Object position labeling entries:
%%

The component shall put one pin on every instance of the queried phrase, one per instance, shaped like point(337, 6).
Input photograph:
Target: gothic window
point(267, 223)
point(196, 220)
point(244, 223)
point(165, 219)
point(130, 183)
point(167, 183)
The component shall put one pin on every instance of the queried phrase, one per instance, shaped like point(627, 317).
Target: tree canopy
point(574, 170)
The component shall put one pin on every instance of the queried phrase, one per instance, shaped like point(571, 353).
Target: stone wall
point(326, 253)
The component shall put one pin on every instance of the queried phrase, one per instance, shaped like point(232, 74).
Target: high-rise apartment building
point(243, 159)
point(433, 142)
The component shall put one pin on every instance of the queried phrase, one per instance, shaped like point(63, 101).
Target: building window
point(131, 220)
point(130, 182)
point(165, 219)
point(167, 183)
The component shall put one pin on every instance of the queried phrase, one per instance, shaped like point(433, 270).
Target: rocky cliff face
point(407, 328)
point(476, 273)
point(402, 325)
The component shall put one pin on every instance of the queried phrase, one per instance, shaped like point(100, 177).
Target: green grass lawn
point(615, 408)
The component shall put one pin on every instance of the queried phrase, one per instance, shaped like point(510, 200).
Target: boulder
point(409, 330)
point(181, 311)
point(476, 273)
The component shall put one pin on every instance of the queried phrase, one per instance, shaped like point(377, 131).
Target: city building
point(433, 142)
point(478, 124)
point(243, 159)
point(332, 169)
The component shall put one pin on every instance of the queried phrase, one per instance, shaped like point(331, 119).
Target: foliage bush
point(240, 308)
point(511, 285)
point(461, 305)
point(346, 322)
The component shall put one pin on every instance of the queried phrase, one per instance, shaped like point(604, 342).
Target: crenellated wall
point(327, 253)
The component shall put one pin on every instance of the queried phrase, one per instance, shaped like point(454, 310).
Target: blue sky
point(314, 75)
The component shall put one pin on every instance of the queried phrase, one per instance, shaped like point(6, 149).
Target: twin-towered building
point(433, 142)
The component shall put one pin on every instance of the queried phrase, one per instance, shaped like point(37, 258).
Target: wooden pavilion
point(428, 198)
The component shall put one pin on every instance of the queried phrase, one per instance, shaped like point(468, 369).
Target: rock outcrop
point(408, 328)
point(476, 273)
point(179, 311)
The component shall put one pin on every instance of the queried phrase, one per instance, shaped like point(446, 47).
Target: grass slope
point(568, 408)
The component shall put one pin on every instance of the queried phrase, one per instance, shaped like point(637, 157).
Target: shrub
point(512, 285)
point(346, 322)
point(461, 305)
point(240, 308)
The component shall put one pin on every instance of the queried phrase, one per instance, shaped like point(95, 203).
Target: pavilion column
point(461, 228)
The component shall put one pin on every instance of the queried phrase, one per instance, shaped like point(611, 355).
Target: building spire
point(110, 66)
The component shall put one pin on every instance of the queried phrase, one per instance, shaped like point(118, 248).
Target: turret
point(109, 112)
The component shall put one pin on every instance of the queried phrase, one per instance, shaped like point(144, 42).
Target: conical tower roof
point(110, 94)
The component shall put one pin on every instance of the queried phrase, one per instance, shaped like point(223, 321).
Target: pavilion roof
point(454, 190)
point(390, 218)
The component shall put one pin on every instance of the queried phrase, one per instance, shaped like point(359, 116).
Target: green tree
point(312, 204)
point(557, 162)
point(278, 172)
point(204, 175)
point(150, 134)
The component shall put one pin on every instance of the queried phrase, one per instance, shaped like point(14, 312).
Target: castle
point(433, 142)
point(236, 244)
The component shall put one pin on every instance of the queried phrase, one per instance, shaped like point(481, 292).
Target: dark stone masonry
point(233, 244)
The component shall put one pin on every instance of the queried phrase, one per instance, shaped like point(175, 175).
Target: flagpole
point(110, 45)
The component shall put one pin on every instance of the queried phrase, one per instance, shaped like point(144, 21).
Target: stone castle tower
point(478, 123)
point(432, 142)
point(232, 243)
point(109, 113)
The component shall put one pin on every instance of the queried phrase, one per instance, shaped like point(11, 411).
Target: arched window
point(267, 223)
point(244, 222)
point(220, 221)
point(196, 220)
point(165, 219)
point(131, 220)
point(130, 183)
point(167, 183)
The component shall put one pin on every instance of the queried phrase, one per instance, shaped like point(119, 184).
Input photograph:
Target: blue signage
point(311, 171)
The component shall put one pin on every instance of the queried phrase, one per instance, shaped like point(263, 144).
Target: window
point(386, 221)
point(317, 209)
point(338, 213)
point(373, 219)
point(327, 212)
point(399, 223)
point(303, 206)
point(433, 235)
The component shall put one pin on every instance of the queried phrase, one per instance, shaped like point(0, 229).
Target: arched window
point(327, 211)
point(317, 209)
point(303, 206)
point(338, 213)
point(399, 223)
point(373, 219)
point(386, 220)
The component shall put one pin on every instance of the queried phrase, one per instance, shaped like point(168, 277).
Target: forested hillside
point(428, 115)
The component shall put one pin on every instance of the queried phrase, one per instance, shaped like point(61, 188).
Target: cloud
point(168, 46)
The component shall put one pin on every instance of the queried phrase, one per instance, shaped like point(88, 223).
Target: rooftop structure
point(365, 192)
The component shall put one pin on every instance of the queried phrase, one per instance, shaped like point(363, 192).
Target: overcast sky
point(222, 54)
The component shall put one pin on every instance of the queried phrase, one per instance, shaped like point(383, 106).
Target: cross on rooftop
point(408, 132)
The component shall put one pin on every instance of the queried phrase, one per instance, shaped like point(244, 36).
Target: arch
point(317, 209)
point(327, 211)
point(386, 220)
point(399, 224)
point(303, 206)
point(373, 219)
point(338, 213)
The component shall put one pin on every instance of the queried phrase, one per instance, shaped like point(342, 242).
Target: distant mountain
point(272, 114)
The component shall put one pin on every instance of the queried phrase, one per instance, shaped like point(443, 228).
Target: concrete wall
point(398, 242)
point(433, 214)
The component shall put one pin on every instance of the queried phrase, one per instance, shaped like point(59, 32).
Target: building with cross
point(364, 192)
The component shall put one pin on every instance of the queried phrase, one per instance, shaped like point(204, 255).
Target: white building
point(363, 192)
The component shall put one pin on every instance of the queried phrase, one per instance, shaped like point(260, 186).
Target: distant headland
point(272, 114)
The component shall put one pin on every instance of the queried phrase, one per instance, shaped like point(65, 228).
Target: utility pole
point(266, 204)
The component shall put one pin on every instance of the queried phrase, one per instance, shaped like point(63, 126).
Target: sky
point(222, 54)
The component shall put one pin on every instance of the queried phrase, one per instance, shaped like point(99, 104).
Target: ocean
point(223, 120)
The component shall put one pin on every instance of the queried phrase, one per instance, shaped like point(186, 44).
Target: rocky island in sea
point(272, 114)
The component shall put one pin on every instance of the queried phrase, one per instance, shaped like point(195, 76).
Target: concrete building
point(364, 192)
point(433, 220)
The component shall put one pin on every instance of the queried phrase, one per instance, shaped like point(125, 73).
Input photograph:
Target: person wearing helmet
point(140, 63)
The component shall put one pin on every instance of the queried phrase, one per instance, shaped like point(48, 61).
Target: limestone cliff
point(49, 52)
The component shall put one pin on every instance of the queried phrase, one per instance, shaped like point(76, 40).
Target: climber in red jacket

%%

### Objective
All of the lines above need to be given again exactly.

### Solution
The component shall put one pin on every instance of the queried phrase, one per instance, shaped like point(337, 6).
Input photograph:
Target: gothic window
point(267, 223)
point(196, 220)
point(244, 223)
point(165, 219)
point(130, 183)
point(167, 183)
The component shall put one pin on every instance of the queried phrase, one per instance, shaped like point(627, 317).
Target: tree canopy
point(574, 170)
The component shall put one pin on every instance of the queried phrase, one per instance, shaped like point(571, 353).
Target: stone wall
point(326, 253)
The component shall put one pin on every instance of the queried phrase, one per instance, shaped like point(232, 74).
Target: high-rise apartment building
point(243, 159)
point(433, 142)
The component shall put one pin on every instance of the queried phrase, one per instance, shaped like point(63, 101).
Target: building window
point(131, 220)
point(130, 182)
point(165, 219)
point(167, 183)
The component shall put one pin on every instance of the queried phrase, one per instance, shaped like point(433, 270).
Target: rocky cliff face
point(407, 328)
point(476, 273)
point(402, 325)
The component shall put one pin on every instance of the queried phrase, one per instance, shaped like point(100, 177).
Target: green grass lawn
point(615, 408)
The component shall put one pin on every instance of the queried phrase, one per instance, shaped like point(510, 200).
Target: boulder
point(409, 330)
point(181, 311)
point(476, 273)
The component shall put one pin on every instance of the queried phrase, one per instance, shaped like point(377, 131).
Target: city building
point(433, 142)
point(478, 124)
point(243, 159)
point(332, 169)
The component shall put one pin on every instance of the queried phrase, one per instance, shaped like point(331, 119).
Target: foliage bush
point(240, 308)
point(511, 285)
point(461, 305)
point(346, 322)
The component shall put one pin on every instance of the queried phrase, one per instance, shaped like point(604, 342).
Target: crenellated wall
point(327, 253)
The component shall put one pin on every instance of the queried phrase, one per instance, shaped like point(454, 310).
Target: blue sky
point(314, 75)
The component shall put one pin on every instance of the queried phrase, one per instance, shaped like point(6, 149).
Target: twin-towered building
point(433, 142)
The component shall put one pin on every instance of the queried phrase, one per instance, shaped like point(37, 258).
Target: wooden pavilion
point(428, 198)
The component shall put one pin on every instance of the queried phrase, one per instance, shaped like point(468, 369).
Target: rock outcrop
point(408, 328)
point(476, 273)
point(179, 311)
The component shall put one pin on every instance of the queried phrase, one per instance, shaped like point(446, 47).
Target: grass slope
point(568, 408)
The component shall put one pin on every instance of the queried phrase, one per instance, shaped like point(637, 157).
Target: shrub
point(512, 285)
point(346, 322)
point(461, 305)
point(240, 308)
The component shall put one pin on every instance of the queried phrase, one per instance, shaped like point(95, 203).
Target: pavilion column
point(461, 228)
The component shall put one pin on every instance of the queried phrase, one per instance, shaped like point(611, 355).
Target: building spire
point(110, 66)
The component shall put one pin on every instance of the queried phrase, one per instance, shaped like point(118, 248).
Target: turret
point(109, 112)
The component shall put one pin on every instance of the queried phrase, one per instance, shaped like point(144, 42).
Target: conical tower roof
point(110, 94)
The component shall put one pin on every instance of the queried phrase, one per instance, shaped like point(223, 321).
Target: pavilion roof
point(454, 190)
point(390, 218)
The component shall put one pin on every instance of the queried phrase, one per instance, shaped like point(359, 116).
Target: green tree
point(312, 204)
point(557, 162)
point(278, 172)
point(204, 175)
point(150, 134)
The component shall put one pin on every instance of the queried phrase, one per instance, shaped like point(14, 312).
Target: castle
point(433, 142)
point(236, 244)
The component shall put one pin on every instance of the queried phrase, one per instance, shaped like point(481, 292).
Target: dark stone masonry
point(233, 244)
The component shall put one pin on every instance of the queried phrase, one per instance, shaped like point(175, 175).
Target: flagpole
point(110, 45)
The component shall put one pin on every instance of the queried phrase, one per instance, shaped like point(144, 21).
Target: stone castle tower
point(478, 123)
point(432, 142)
point(232, 243)
point(109, 113)
The component shall put one pin on every instance of the queried phrase, one per instance, shaped like point(11, 411).
Target: arched window
point(267, 223)
point(244, 222)
point(220, 221)
point(196, 220)
point(165, 219)
point(131, 220)
point(130, 183)
point(167, 183)
The component shall put one pin on every instance of the queried phrase, one per instance, shaped like point(119, 184).
Input photograph:
Target: blue signage
point(311, 171)
The component shall put one pin on every instance of the queried phrase, one per instance, shaped like point(263, 144).
Target: window
point(386, 221)
point(317, 209)
point(338, 213)
point(373, 219)
point(327, 212)
point(399, 223)
point(303, 206)
point(433, 235)
The component shall put one pin on every instance of the queried phrase, one per instance, shaped like point(0, 229).
Target: arched window
point(327, 211)
point(317, 209)
point(303, 206)
point(338, 213)
point(399, 223)
point(373, 219)
point(386, 220)
The component shall put one pin on every instance of the queried phrase, one per instance, shaped like point(168, 277).
Target: forested hillside
point(428, 115)
The component shall put one pin on every instance of the queried phrase, one per instance, shaped like point(61, 188).
Target: cloud
point(168, 46)
The component shall put one pin on every instance of the queried phrase, one per instance, shaped like point(88, 223).
Target: rooftop structure
point(365, 192)
The component shall put one pin on every instance of the queried phrase, one per instance, shaped like point(363, 192).
Target: overcast sky
point(222, 54)
The component shall put one pin on every instance of the queried phrase, one per instance, shaped like point(383, 106).
Target: cross on rooftop
point(408, 132)
The component shall put one pin on every instance of the queried phrase, one per instance, shaped like point(244, 36).
Target: arch
point(317, 209)
point(327, 211)
point(386, 220)
point(399, 224)
point(303, 206)
point(373, 219)
point(338, 213)
The component shall put one pin on every instance of the queried phrase, one per instance, shaped like point(342, 242).
Target: distant mountain
point(272, 114)
The component shall put one pin on every instance of the queried phrase, one per instance, shaped like point(443, 228).
Target: concrete wall
point(398, 242)
point(433, 214)
The component shall put one pin on every instance of the queried phrase, one per instance, shaped like point(59, 32).
Target: building with cross
point(364, 192)
The component shall put one pin on every instance of the queried phrase, one per instance, shaped like point(204, 255).
Target: white building
point(363, 192)
The component shall put one pin on every instance of the queried phrase, one per instance, shaped like point(260, 186).
Target: distant headland
point(272, 114)
The component shall put one pin on every instance of the queried phrase, one per instance, shaped like point(65, 228).
Target: utility pole
point(266, 204)
The component shall put one pin on every instance of the queried phrase, one per instance, shaped like point(63, 126).
Target: sky
point(222, 54)
The component shall put one pin on every instance of the queried phrase, one per instance, shaped like point(99, 104).
Target: ocean
point(223, 120)
The component shall put one pin on every instance of the queried phrase, one per instance, shaped like point(186, 44).
Target: rocky island in sea
point(272, 114)
The component shall put one pin on every instance of the queried phrase, one per instance, shaped like point(195, 76).
Target: concrete building
point(364, 192)
point(433, 220)
The component shall put one pin on every instance of the queried phrase, one per instance, shaped like point(125, 73).
Input photograph:
Target: person wearing helmet
point(140, 63)
The component shall put one pin on every instance of the queried phrase, one per instance, shaped like point(48, 61).
Target: limestone cliff
point(49, 52)
The component shall put one pin on every instance of the queried phrase, one per instance, shaped like point(76, 40).
Target: climber in red jacket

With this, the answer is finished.